##### DOCUMENT TEXT #####
A newer alignment was built in 1913 at 2.2 percent grade and was two miles longer than the old alignment.

The path of the new track required a curve. The curve became named for photographer Herb Sullivan, who shot many photographs of Cajon Pass, before and after World War II.

If we were on a real train on the westbound track (the descending track on the right), depending upon our brake type and our tonnage, we would be limited to a top speed of 15-30 mph.

Compare this shot of Sullivan's Curve with one of Sullivan's shots. http://www.trainweb.org/cajongroup/cajongroup/images/herb2a.gif

Our trackage is built to those same grades as the prototype. On the real tracks, trains can be out of sight of each other, but ours are only for an instant.

Our modeled Mormon Rocks are visible in this shot. As a comparison, a picture of the rocks is available at: https://en.wikipedia.org/wiki/Cajon_Pass#/media/File:Mormon_Rocks-1.JPG
The Mormon Rocks were so-named after Mormon settlers who came through the pass in 1851 on their way from Utah.
#####
EXERCISE TASK A
In the Cajon Pass text, why is the curve on the newer track named after Herb Sullivan? Answer in one to three sentences.
EXERCISE TASK B
Please answer these questions from the Cajon Pass text, one answer per line:
(i) What grade was the newer alignment built in 1913 given?
(ii) What top speed range would apply to a real train on the westbound track?
(iii) In what year did Mormon settlers come through the pass?
EXERCISE TASK C
Extend the Cajon Pass text from its final sentence.
##### DATA EXCERPT #####
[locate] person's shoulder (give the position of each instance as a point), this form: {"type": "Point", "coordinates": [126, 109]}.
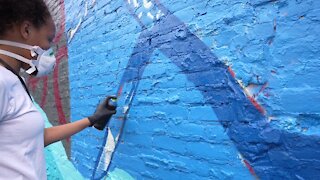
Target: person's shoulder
{"type": "Point", "coordinates": [6, 77]}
#####
WRITTEN REPLY A
The curve is named for photographer Herb Sullivan because he took many photographs of Cajon Pass, both before and after World War II.

WRITTEN REPLY B
(i) 2.2 percent
(ii) 15 to 30 mph
(iii) 1851

WRITTEN REPLY C
The helper wye at Summit is in the foreground. A cattle pen is here for any passing stock trains. They must stop every 24 hours to water and feed the cattle.

A link to how livestock were handled on the ATSF, with a further link to Union Pacific practices, is at:

Passenger trains on the prototype traveling to the rightmost point of this picture from San Bernardino would have taken 55-79 minutes to go 25 miles. Westbound trains covered the distance 10 minutes faster.